WORK REQUIRED: Rescale the records below between the lines holding "Q: Identify a point on each instance of the black wristband" and "[(763, 252)]", inclusive: write out those lines again, requests included, with every coordinate in the answers multiplied by 1.55 and rounded to whole numbers, halves up. Give only those lines, and leave the requests as they are.

INPUT RECORDS:
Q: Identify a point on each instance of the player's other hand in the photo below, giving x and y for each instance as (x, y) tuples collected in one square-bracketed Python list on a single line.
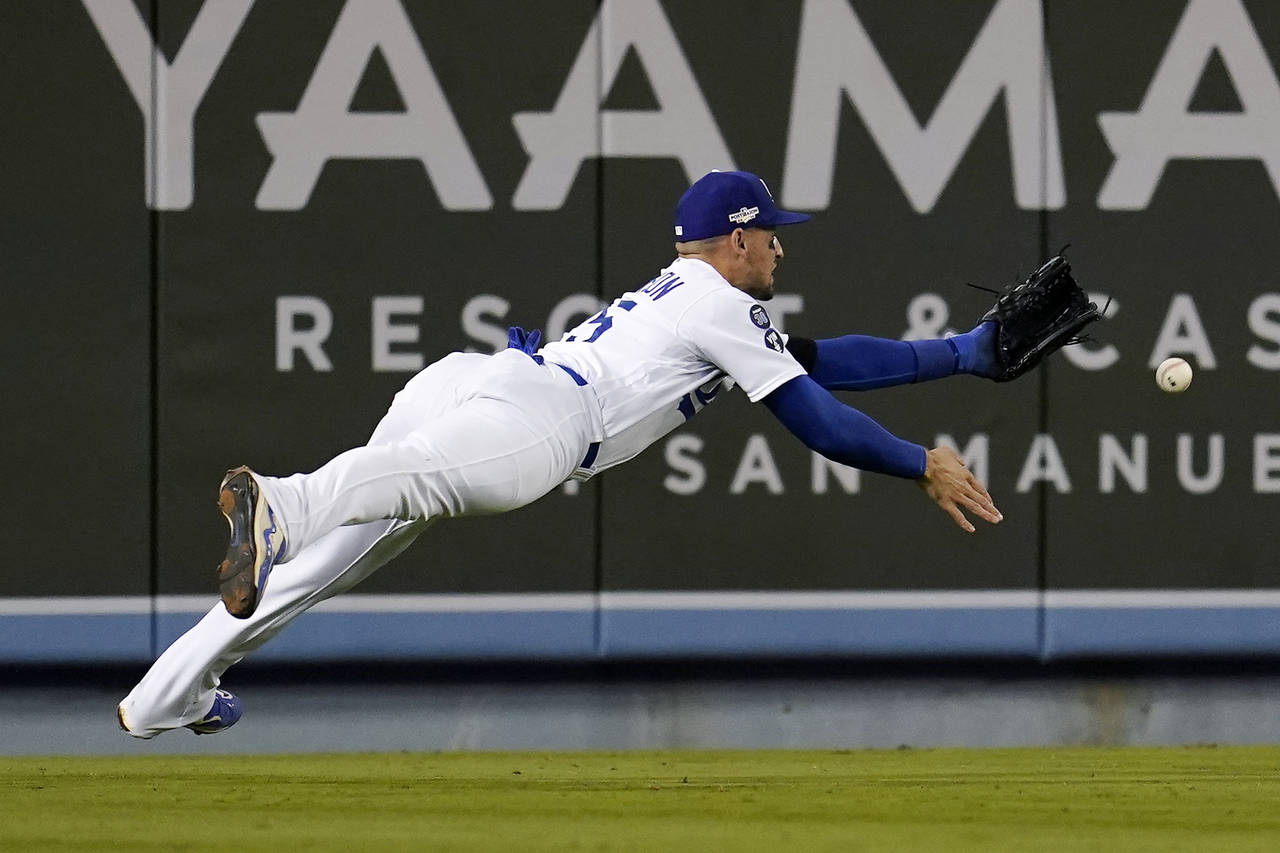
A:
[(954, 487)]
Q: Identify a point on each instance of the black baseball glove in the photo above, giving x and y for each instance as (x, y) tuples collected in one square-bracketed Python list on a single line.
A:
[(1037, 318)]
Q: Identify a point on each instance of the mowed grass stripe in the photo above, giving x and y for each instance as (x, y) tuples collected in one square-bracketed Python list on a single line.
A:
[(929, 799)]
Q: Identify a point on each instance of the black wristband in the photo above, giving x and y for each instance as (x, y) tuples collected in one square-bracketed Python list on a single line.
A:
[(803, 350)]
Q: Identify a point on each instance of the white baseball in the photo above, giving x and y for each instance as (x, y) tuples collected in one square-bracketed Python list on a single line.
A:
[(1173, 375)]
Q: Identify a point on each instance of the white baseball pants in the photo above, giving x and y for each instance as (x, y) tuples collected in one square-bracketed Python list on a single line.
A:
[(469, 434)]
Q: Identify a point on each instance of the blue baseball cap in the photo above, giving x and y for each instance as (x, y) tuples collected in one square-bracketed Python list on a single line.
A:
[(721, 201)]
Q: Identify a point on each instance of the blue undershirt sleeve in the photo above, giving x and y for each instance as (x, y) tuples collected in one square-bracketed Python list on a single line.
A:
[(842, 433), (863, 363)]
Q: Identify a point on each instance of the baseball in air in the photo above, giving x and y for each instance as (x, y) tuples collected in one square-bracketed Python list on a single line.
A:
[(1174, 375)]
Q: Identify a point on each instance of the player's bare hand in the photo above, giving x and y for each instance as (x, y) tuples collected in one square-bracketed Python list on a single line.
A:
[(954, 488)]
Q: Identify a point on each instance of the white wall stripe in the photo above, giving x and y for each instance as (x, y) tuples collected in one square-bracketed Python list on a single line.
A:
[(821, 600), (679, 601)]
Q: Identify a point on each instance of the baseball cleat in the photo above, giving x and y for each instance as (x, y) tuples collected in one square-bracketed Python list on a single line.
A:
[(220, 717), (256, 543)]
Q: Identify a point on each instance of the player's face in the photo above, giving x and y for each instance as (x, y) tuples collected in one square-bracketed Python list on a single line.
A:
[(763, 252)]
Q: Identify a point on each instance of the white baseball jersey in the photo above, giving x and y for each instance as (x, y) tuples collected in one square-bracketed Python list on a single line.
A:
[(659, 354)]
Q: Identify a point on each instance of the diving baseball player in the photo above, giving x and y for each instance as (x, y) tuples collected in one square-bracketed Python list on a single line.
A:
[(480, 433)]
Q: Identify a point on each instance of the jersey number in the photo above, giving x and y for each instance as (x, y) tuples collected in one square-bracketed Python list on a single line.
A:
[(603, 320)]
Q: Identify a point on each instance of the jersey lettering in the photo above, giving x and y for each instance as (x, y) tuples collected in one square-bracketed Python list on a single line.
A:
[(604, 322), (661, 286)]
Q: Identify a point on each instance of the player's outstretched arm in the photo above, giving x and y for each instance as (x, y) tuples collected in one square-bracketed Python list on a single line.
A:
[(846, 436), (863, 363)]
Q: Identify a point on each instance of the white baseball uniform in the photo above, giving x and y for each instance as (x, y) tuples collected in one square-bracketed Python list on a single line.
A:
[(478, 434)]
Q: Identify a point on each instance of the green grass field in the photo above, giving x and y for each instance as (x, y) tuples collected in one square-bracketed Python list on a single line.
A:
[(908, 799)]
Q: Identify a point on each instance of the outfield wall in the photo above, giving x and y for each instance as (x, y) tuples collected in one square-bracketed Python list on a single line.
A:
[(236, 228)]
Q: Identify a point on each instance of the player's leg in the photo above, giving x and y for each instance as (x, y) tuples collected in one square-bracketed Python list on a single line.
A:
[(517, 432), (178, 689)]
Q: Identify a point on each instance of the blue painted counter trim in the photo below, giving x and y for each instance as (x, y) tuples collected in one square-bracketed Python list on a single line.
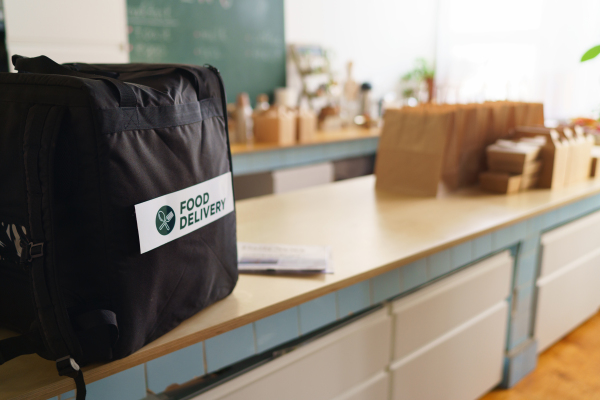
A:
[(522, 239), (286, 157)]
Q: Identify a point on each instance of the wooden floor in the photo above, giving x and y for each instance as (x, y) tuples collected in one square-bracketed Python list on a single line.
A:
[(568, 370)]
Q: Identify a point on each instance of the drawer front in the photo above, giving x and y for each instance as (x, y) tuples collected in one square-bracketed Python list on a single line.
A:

EXERCISE OUTPUT:
Q: Identify a point on each instance of the black wristband in the photo above, giving x and y for each instance as (x, y) tuples collected in one square-bracketed Python list on a single line.
A:
[(1245, 543)]
Q: Identify a point on each instance of the white baseball in the photo above, giving x and y for each instance as (x, y) tuples collected in one square-bracketed Python list on a single line.
A:
[(1818, 581)]
Q: Identify a point on each instance of the white baseball pants in the photo above, giving x and y for each instance as (x, y) tuples collected in one square-bracketed Python list on a single line.
A:
[(727, 673)]
Q: Identify a point on each instance of the blue baseball cap in the photo above, giving x and y for each instance as (x, y) tuples collected in one square-bracketed Python list on a single line.
A:
[(1118, 312)]
Q: Identify a point on each instance of the blue undershirt sleeve in the photo above, giving x and y for each instance as (x, y) tuples collected in one square-bracketed Python list on a single line.
A:
[(1305, 671), (1338, 563)]
Q: Identify a point on each instance of the baseball in air in the photo above, giving x and y for each instance as (x, y) tuples collected in one square-bracketed Python list on a single line.
A:
[(1820, 581)]
Q: Identify a point on each instance of the player's bare hand in the photo above, giving x and y for each instance as (x, y) tuples collected in one square-bracketed Python list on a single line.
A:
[(1479, 756)]
Q: Identify a point on each instance of the white wall stripe in the photo above, giving x and y for each instance as (x, y) tuples collected in one square-bracketed Python list on a single line.
A:
[(1273, 930), (1052, 932)]
Q: Identify a point on each instance of the baseball cleat in the photo above, giving x and y for each instance as (x, y) tuples collected in one square-bracketed Python list on a single line.
A:
[(341, 1111), (397, 842)]
Q: Identify a point on each instance of the player's face in the photo above, giving x and y for each instance as (x, y) tuples collected in one square-bracketed Python list on a single line.
A:
[(1183, 391)]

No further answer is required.